EXCERPT PROVIDED:
◇ ◇ ◇ ◇ ◇ ◇ ◇
Additional step of nuclease treatment of the HiFi library after the ligation step was done to remove any non-intact SMRTbell templates. Following nuclease treatment, the SMRTbell library was size-selected with 3.1x of diluted 35% v/v AMPure PB beads or the BluePippin system. The concentration and size of HiFi SMRTbell were assessed with Qubit dsDNA assay kit and gDNA 165 Kb kit of FEMTO Pulse, respectively. The SMRTbell libraries were annealed and bound with sequencing primer v2 (101-847-900), and Sequel II DNA polymerase 2.0 from Sequel II Binding kit 2.0, 101-842-900, respectively, using conditions specified in SMRT Link Sample Setup v.8.0. The final sample bound complex was sequenced with Sequel II Sequencing Kit 2.0 (101-820-200), and SMRT cell 8M Tray (101-389-001), and ran for 30 h with 2 or 4 h of pre-extension.

Oxford Nanopore sequencing

Oxford Nanopore sequencing was performed on the GridION sequencer only for the two Eucalyptus species (E. camaldulensis and E. rudis). Prior to library preparation, short fragments were depleted from the extracted HMW DNA using BluePippin with a 30-Kb cut-off or the Short Read Eliminator XL kit (SRE XL, Circulomics, Baltimore, MD, USA) using the manufacturer’s instructions. The size-selected DNA was cleaned-up with AMPure XP beads and then processed into libraries using genomic DNA by ligation protocol (SQK-LSK109, Oxford Nanopore, Oxford, UK). Briefly, DNA (E. camaldulensis, 1.3 μg; E. rudis, 4 μg) was repaired and end-prepped prior to bead clean-up and adapter ligation. The ligated product is bead cleaned with Long Fragment Buffer (LFB) and eluted. The prepared library (E. camaldulensis, 8 fmol; E. rudis, 50 fmol) is then loaded onto GridION (FLO-MIN106D).
◇ ◇ ◇ ◇ ◇ ◇ ◇
Collected data

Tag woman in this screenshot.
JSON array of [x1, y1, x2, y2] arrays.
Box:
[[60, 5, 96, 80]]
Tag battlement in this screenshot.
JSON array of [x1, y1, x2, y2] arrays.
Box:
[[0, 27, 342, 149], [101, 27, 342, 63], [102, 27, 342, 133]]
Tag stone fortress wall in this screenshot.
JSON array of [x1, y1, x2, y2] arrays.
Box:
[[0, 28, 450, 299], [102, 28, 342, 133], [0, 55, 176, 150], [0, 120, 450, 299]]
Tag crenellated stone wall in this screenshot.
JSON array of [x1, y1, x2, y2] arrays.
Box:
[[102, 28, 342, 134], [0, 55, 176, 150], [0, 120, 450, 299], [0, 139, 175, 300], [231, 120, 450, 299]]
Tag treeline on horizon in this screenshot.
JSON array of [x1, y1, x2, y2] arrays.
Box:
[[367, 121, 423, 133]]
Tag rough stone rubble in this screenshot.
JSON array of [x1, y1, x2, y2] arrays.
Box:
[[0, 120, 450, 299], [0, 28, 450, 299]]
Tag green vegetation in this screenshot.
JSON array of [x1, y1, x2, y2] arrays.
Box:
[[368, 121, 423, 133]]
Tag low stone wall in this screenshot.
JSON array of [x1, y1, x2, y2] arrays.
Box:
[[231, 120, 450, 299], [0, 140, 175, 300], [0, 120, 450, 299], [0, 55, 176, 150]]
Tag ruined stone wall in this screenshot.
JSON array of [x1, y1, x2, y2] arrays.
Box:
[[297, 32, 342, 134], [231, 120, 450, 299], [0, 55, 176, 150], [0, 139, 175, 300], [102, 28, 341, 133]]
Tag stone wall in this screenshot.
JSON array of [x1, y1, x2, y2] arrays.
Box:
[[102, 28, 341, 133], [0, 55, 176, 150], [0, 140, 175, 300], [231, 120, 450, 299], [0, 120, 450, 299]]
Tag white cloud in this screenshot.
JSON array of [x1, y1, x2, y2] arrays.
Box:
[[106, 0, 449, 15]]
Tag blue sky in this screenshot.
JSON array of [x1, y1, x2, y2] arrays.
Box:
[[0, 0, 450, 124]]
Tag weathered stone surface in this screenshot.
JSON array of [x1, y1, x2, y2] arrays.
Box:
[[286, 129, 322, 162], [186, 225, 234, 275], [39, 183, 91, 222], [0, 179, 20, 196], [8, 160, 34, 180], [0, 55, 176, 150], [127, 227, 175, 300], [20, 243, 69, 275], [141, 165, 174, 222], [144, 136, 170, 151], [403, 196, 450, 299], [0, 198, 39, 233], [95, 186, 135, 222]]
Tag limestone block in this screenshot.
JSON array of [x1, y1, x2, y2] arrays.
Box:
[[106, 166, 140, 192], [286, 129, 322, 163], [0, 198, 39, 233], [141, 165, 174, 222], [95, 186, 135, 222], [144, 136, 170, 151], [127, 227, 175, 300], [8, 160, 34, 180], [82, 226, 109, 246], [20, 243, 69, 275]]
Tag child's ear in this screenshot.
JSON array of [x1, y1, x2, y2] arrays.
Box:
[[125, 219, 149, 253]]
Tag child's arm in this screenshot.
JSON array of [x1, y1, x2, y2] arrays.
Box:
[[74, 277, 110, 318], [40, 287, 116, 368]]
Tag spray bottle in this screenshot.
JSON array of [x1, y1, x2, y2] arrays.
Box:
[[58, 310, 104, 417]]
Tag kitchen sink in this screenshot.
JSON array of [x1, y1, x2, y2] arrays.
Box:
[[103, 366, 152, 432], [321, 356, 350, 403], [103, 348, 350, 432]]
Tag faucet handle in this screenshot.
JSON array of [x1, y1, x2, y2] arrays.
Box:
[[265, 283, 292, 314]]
◇ ◇ ◇ ◇ ◇ ◇ ◇
ACTIVITIES:
a) Answer these questions using the sequencing methods excerpt:
(i) How long did the Sequel II sequencing run last?
(ii) On which sequencer was Oxford Nanopore sequencing performed?
(iii) How much E. rudis DNA was repaired and end-prepped?
b) According to the sequencing methods excerpt, why was the HiFi library given a nuclease treatment after ligation?
c) List every catalog or product code that appears in the sequencing methods excerpt, with the item it accompanies.
The rows have no connection to the sequencing methods excerpt.

RESPONSE LIST:
a)
(i) 30 h, with 2 or 4 h of pre-extension.
(ii) The GridION sequencer.
(iii) 4 μg.

b) The nuclease treatment was an additional step to remove any non-intact SMRTbell templates from the HiFi library.

c)
- 101-847-900: sequencing primer v2
- 101-842-900: Sequel II Binding kit 2.0
- 101-820-200: Sequel II Sequencing Kit 2.0
- 101-389-001: SMRT cell 8M Tray
- SQK-LSK109: genomic DNA by ligation protocol
- FLO-MIN106D: the GridION onto which the prepared library was loaded